- The exercise
Copy out every line of the items below word for word, leaving out the pictures.
>> begin
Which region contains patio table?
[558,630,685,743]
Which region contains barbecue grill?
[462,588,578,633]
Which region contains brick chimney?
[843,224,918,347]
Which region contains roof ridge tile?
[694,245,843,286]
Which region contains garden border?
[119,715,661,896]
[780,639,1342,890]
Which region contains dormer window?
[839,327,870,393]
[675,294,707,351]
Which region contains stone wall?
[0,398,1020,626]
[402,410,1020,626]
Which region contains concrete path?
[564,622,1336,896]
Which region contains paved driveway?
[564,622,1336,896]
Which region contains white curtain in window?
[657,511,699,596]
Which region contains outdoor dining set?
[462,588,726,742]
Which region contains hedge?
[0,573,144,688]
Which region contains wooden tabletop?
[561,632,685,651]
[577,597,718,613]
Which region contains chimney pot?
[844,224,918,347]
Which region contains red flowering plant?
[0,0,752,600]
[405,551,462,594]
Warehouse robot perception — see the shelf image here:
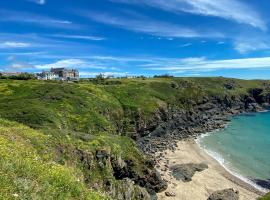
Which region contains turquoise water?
[199,112,270,191]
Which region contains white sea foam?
[195,136,269,193]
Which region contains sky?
[0,0,270,79]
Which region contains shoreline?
[194,132,269,194]
[157,139,265,200]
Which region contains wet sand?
[158,140,263,200]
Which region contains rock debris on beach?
[207,188,239,200]
[171,163,208,182]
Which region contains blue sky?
[0,0,270,79]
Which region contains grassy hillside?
[0,78,270,199]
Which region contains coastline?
[194,132,269,193]
[157,139,264,200]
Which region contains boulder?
[171,163,208,182]
[207,188,239,200]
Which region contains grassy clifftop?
[0,78,270,199]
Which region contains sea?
[197,111,270,192]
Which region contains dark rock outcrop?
[137,88,270,156]
[207,188,239,200]
[171,163,208,182]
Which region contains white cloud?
[179,43,192,47]
[111,0,267,30]
[0,41,31,49]
[28,0,46,5]
[0,9,76,29]
[35,59,106,69]
[234,39,270,54]
[83,12,223,38]
[145,57,270,73]
[50,34,105,41]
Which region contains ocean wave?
[195,139,270,193]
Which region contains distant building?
[38,68,80,81]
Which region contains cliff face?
[137,88,270,155]
[0,78,270,200]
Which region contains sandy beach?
[155,140,263,200]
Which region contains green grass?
[259,193,270,200]
[0,120,106,200]
[0,78,270,199]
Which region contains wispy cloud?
[35,59,106,70]
[111,0,267,30]
[0,41,31,49]
[145,57,270,73]
[0,9,77,29]
[28,0,46,5]
[179,43,192,47]
[234,38,270,54]
[49,34,106,41]
[80,11,223,38]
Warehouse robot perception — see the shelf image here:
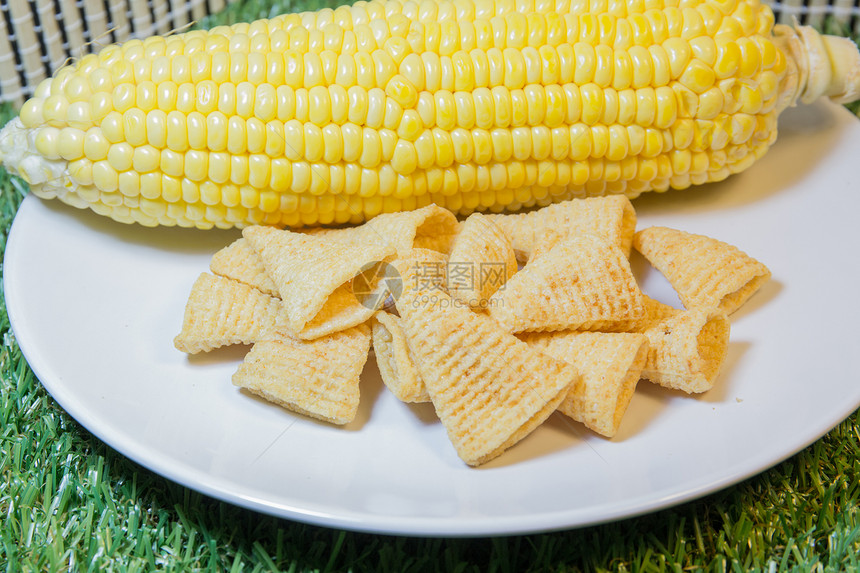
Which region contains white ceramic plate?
[4,104,860,536]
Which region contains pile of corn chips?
[174,196,770,466]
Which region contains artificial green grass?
[0,1,860,573]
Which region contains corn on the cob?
[0,0,860,228]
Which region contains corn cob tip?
[773,24,860,107]
[0,117,73,198]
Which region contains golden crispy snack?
[209,238,278,296]
[487,195,636,262]
[233,325,370,424]
[372,311,430,402]
[633,227,770,314]
[519,331,648,438]
[447,213,517,308]
[489,235,645,332]
[638,302,731,394]
[173,273,287,354]
[242,226,394,333]
[397,255,577,466]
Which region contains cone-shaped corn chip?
[209,239,278,296]
[488,195,636,261]
[447,213,517,308]
[489,235,645,332]
[642,308,730,393]
[294,278,386,340]
[233,325,370,424]
[173,273,287,354]
[520,332,648,438]
[397,260,577,466]
[373,311,430,402]
[306,204,459,255]
[633,227,770,314]
[243,226,394,332]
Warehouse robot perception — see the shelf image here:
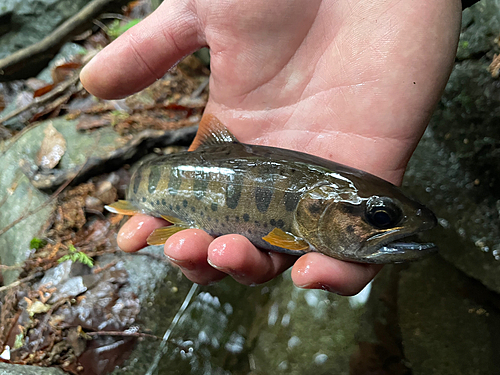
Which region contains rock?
[0,362,66,375]
[0,118,196,284]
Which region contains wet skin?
[82,0,460,294]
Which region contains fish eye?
[365,196,403,229]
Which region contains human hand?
[81,0,461,295]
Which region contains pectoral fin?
[104,201,141,215]
[262,228,309,251]
[147,225,188,245]
[189,114,238,151]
>> end
- Task answer
Which region contains patio table?
[558,630,685,743]
Which region contains barbecue grill?
[462,588,578,633]
Which region contains brick chimney?
[843,224,918,347]
Which region contains roof ridge tile?
[694,245,843,286]
Which region contains garden border?
[119,715,661,896]
[780,639,1342,890]
Which region contains dormer window?
[839,327,870,393]
[675,294,707,351]
Which region contains stone wall?
[0,398,1020,626]
[402,410,1020,626]
Which region contains concrete path?
[564,622,1336,896]
Which region contains paved driveway?
[564,622,1336,896]
Which region contains white curtain in window?
[657,511,699,596]
Which region contains outdoor dining set?
[462,588,726,742]
Which region contains hedge?
[0,573,144,688]
Which region contains wooden tabletop?
[561,632,685,651]
[577,597,718,613]
Which region contains chimney pot?
[844,224,918,347]
Which region contains red flowering plant?
[0,0,752,600]
[405,551,462,594]
Warehouse robot perception — see the shelf image here:
Which region contains turquoise water?
[199,112,270,191]
Which region contains white sea foam?
[195,136,269,193]
Which region contains sky?
[0,0,270,79]
Which region contains shoreline?
[194,132,269,194]
[157,139,265,200]
Which region contains wet sand?
[158,140,263,200]
Which region contains rock debris on beach?
[207,188,239,200]
[171,163,208,182]
Which region contains blue sky?
[0,0,270,79]
Which region contains grassy hillside?
[0,78,270,199]
Which region contains coastline?
[194,132,269,193]
[157,139,264,200]
Which region contains boulder?
[171,163,208,182]
[207,188,239,200]
Which region contains grassy clifftop?
[0,78,270,199]
Which region contains sea?
[197,111,270,192]
Which region contains dark rock outcrop?
[137,88,270,156]
[207,188,239,200]
[171,163,208,182]
Which region contains white cloud?
[179,43,192,47]
[111,0,267,30]
[0,41,31,49]
[28,0,46,5]
[0,9,76,29]
[35,59,106,69]
[234,39,270,54]
[83,12,223,38]
[145,57,270,73]
[50,34,105,41]
Which region contains ocean wave?
[195,139,270,193]
Which region contains distant building?
[38,68,80,81]
Which region contains cliff face?
[137,88,270,155]
[0,78,270,200]
Which region contains sandy beach?
[155,140,263,200]
Which region contains green grass?
[259,193,270,200]
[0,120,106,200]
[0,78,270,199]
Which region contains wispy cloud?
[35,59,106,70]
[111,0,267,30]
[0,41,31,49]
[145,57,270,73]
[0,9,77,29]
[28,0,46,5]
[179,43,192,47]
[234,38,270,54]
[49,34,106,41]
[80,11,223,38]
Warehouse robot perception — see the shelf image here:
Which region contains white ceramic plate?
[4,104,860,536]
Which region contains pile of corn chips?
[174,196,770,466]
Which region contains artificial green grass?
[0,1,860,573]
Which region contains corn on the cob?
[0,0,860,228]
Which region contains corn cob tip?
[773,24,860,107]
[0,117,73,198]
Which region contains golden crispy snack?
[209,238,278,296]
[487,195,636,262]
[233,325,370,424]
[372,311,430,402]
[633,227,770,314]
[519,331,648,438]
[447,213,517,308]
[489,235,645,332]
[638,302,731,394]
[173,273,287,354]
[242,226,394,333]
[397,255,577,466]
Which region contains cone-shaped corn chip?
[209,239,278,296]
[488,195,636,261]
[447,213,517,308]
[489,235,645,332]
[642,308,730,393]
[294,278,386,340]
[233,325,370,424]
[173,273,287,354]
[520,332,648,438]
[397,260,577,466]
[373,311,430,402]
[306,204,459,255]
[633,227,770,314]
[243,226,394,332]
Warehouse robot perception — see the shelf image here:
Which region contains rock?
[0,362,66,375]
[0,118,196,284]
Which region contains wet skin?
[82,0,460,294]
Which region contains fish eye?
[365,196,403,229]
Which region contains human hand?
[81,0,461,295]
Which region contains pectoral fin?
[104,201,141,215]
[262,228,309,251]
[147,225,188,245]
[189,114,238,151]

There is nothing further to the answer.